* **THINGS TO DO**
1) In the thread on GPU support for uncloud, translate this sentence into Spanish: "Update: I'm successfully running an uncloud service with GPU access using a custom uc/uncloudd of this branch."
2) Write the next part of the thread on GPU support for uncloud, continuing after its last sentence.

* **SOURCE**
=-=-=

Skip to content

Conversation

@jabr
Copy link
Contributor

@jabr jabr commented Oct 26, 2025

Update: I'm successfully running an uncloud service with GPU access using a custom uc/uncloudd of this branch.

New tests pass and it compiles for me , but I have not yet tried this on a real deploy .

…es.reservations.devices` DeviceRequests to Docker container
@jabr jabr changed the title feat: support DeviceRequests (service.gpus and service.deploy.resources.reservations.devices) feat: support DeviceRequests (service.gpus and reservations.devices) Oct 26, 2025
@jabr
Copy link
Contributor Author

jabr commented Oct 26, 2025

I'm now running this build of uncloudd on my GPU server and successfully deployed a test service with this uc build:

services:
  nvidia:
    image: nvidia/cuda:12.8.1-base-ubuntu24.04
    command: tail -f /dev/null
    x-machines: [ gpu-server ]
    gpus: all

I then verified it has access to the GPU with (run on gpu-server):

docker exec <container-id-of-nvidia-service> nvidia-smi

Copy link
Owner

@psviderski psviderski left a comment

Choose a reason for hiding this comment

The reason will be displayed to describe this comment to others. Learn more.

=-=-=

* **RECORD LIST**
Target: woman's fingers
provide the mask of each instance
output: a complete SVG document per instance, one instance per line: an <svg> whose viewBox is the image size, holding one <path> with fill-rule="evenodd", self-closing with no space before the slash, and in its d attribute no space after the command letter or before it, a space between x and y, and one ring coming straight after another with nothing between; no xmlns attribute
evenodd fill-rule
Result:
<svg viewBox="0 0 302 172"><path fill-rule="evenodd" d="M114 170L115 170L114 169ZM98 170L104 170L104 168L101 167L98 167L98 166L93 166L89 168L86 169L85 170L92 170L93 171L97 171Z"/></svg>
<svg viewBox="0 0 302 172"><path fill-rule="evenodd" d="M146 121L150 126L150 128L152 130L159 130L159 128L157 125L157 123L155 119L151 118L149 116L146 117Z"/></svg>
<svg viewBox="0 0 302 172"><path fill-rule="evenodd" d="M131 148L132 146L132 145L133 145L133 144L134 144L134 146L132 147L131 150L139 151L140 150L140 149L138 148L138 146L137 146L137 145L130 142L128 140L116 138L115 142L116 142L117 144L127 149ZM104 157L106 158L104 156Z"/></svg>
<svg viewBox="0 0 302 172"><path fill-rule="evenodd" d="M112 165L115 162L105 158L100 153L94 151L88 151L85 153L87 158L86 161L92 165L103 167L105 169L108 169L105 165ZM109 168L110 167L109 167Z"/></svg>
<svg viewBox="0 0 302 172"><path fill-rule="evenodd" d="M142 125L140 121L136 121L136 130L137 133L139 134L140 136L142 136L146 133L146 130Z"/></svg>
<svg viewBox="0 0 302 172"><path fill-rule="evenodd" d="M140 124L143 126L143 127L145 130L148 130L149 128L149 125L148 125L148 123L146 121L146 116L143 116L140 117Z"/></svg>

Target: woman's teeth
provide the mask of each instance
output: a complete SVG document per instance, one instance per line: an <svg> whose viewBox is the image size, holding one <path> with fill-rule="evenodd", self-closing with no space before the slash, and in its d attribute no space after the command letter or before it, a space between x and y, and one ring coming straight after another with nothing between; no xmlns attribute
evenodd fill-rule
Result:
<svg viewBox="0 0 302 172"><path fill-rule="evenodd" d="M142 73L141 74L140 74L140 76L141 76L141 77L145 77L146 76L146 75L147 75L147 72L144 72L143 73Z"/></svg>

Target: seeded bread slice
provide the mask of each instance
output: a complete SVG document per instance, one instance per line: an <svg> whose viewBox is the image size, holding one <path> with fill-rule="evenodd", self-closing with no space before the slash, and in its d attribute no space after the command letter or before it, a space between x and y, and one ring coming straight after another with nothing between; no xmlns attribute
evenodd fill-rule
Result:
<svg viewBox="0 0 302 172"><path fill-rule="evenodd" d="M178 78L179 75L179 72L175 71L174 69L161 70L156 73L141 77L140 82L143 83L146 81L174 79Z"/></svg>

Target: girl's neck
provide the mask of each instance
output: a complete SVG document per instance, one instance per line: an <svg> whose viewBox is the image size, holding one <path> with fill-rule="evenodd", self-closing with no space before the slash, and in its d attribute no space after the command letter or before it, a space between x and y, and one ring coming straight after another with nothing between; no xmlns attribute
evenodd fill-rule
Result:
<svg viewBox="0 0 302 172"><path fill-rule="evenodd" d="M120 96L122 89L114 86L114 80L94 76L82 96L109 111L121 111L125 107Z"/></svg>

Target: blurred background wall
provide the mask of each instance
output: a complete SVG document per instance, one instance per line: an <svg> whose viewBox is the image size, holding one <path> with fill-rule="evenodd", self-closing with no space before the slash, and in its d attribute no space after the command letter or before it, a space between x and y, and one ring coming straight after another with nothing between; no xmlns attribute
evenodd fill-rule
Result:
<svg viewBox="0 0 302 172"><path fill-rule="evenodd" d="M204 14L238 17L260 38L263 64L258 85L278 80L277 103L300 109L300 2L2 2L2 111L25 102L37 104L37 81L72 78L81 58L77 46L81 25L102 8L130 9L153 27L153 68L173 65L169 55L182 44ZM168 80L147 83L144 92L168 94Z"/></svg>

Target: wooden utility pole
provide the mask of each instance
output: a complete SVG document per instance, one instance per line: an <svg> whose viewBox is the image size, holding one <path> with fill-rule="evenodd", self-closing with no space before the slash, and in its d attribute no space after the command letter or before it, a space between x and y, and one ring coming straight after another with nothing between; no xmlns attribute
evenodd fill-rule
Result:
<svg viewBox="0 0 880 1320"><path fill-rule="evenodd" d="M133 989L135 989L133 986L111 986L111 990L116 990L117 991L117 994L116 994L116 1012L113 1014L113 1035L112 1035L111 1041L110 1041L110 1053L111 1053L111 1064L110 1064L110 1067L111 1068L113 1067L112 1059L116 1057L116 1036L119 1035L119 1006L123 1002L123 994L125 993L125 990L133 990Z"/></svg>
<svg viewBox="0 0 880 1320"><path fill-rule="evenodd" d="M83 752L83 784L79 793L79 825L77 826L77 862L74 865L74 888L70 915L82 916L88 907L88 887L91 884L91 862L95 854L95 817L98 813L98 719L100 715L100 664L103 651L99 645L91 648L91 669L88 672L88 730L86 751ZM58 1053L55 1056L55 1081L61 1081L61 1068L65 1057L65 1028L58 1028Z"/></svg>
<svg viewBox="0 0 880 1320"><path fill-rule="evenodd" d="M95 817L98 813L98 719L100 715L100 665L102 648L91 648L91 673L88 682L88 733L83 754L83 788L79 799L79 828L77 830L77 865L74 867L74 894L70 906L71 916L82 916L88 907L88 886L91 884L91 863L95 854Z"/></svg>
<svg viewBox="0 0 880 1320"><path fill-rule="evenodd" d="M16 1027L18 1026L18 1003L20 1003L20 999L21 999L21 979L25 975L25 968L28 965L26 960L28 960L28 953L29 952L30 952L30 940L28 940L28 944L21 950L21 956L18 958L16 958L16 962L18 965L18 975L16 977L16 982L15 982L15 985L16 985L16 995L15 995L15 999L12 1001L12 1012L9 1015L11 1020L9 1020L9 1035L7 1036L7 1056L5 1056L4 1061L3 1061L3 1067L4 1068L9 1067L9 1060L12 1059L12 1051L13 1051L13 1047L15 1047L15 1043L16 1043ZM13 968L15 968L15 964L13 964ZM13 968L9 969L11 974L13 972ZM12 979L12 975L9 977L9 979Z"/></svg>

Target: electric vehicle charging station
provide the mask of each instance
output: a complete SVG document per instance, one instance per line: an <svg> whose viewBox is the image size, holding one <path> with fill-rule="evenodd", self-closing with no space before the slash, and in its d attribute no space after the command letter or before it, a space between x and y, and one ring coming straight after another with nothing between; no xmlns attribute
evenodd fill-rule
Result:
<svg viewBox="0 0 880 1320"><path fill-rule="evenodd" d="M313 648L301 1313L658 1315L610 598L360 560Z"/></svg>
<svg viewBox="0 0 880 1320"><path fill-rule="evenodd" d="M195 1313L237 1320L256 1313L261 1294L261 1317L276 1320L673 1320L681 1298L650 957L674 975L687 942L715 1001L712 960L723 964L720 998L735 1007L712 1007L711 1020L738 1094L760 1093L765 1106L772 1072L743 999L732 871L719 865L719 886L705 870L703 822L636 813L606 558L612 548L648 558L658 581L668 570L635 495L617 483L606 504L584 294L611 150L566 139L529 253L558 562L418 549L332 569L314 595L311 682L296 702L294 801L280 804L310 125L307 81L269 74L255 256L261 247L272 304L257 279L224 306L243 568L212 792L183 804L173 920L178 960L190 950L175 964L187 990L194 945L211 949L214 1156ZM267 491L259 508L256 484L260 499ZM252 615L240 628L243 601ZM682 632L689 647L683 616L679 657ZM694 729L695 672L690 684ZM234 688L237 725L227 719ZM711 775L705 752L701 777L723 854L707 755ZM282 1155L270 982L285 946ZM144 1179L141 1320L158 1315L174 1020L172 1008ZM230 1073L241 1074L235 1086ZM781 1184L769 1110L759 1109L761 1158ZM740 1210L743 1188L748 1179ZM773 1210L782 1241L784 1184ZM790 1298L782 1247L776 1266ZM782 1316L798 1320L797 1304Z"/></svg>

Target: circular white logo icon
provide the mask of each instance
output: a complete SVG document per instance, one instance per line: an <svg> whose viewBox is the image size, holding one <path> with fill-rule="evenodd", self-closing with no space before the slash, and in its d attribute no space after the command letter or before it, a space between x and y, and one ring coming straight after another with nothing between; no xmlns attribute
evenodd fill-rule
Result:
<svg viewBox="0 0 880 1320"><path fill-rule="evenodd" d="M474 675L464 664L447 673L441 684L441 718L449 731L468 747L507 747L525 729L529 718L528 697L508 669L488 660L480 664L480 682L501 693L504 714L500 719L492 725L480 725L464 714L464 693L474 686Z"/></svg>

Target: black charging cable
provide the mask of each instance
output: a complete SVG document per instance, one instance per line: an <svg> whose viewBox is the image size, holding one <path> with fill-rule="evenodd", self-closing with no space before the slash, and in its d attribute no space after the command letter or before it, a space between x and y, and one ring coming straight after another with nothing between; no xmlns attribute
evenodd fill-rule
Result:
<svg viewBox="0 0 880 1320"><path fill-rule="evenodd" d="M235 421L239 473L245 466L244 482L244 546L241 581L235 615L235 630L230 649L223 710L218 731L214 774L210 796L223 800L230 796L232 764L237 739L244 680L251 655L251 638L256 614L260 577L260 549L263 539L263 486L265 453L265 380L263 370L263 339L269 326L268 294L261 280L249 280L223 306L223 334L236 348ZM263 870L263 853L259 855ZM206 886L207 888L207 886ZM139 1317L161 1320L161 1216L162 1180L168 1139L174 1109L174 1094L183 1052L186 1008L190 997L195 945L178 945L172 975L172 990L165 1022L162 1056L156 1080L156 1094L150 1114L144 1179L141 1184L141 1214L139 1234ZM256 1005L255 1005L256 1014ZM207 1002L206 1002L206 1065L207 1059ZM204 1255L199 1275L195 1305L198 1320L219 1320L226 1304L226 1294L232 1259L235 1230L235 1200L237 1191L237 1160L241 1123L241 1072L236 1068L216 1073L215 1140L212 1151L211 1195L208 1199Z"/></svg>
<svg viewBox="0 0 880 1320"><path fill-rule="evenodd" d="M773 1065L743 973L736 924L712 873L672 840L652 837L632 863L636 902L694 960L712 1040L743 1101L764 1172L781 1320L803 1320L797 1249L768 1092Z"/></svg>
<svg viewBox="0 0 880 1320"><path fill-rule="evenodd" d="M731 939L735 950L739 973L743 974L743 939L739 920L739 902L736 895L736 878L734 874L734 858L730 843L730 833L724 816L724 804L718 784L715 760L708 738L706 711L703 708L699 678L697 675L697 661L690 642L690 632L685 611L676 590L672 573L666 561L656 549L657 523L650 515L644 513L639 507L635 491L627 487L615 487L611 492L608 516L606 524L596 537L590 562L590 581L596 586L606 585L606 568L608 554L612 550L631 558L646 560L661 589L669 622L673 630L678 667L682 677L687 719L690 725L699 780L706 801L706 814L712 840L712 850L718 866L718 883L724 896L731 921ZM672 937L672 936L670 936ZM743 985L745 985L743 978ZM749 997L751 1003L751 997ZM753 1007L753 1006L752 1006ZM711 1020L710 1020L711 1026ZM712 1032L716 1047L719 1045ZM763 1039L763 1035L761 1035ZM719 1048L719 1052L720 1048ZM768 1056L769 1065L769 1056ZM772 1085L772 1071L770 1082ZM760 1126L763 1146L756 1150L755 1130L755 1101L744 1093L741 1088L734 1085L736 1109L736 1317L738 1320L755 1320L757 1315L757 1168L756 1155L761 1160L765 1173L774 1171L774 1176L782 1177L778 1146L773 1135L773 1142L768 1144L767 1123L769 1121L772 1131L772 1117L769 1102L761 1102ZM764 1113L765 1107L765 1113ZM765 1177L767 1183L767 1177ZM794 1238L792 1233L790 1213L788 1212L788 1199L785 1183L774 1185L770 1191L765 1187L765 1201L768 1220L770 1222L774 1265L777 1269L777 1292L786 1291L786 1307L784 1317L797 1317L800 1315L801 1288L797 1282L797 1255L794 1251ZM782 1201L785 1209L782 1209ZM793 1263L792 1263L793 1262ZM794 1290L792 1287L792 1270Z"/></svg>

=-=-=

* **RESPONSES BY TASK**
1) Actualización: estoy ejecutando con éxito un servicio de uncloud con acceso a la GPU mediante un uc/uncloudd personalizado compilado a partir de esta rama.

2)
Awesome work! ❤️

Just one thing we need to update before merging is the comparison logic in EvalContainerSpecChange: https://github.com/psviderski/uncloud/blob/main/pkg/client/deploy/container.go#L91-L93

	if !reflect.DeepEqual(current.Container.Resources, newResources) {
		return ContainerNeedsUpdate
	}

Before adding DeviceRequests to ContainerResources, all ContainerResources properties were mutable, so if the Resources specs differ, we returned ContainerNeedsUpdate.

DeviceRequests are not mutable so we need to compare them first and return ContainerNeedsRecreate if they differ. Then return ContainerNeedsUpdate if other Resources properties differ.

@jabr
Copy link
Contributor Author

jabr commented Oct 27, 2025

I renamed DeviceRequests to DeviceReservations and updated EvalContainerSpecChange to return a ContainerNeedsRecreate instead of ContainerNeedsUpdate when they are changed.

@psviderski psviderski merged commit 3b4bcb7 into psviderski:main Oct 27, 2025
4 checks passed
@jabr
Copy link
Contributor Author

jabr commented Nov 2, 2025

Just a heads up that I apparently broke something in the last cleanup commit or two on this. The DeviceRequests aren't getting sent in the spec to the servers anymore so a subsequent redeploy of a service didn't have GPU access.

I'll take a look shortly. Apologies for not testing it again after the initial commit. 😢

@psviderski
Copy link
Owner

No worries at all and thank you for raising this! Do you need any help with troubleshooting?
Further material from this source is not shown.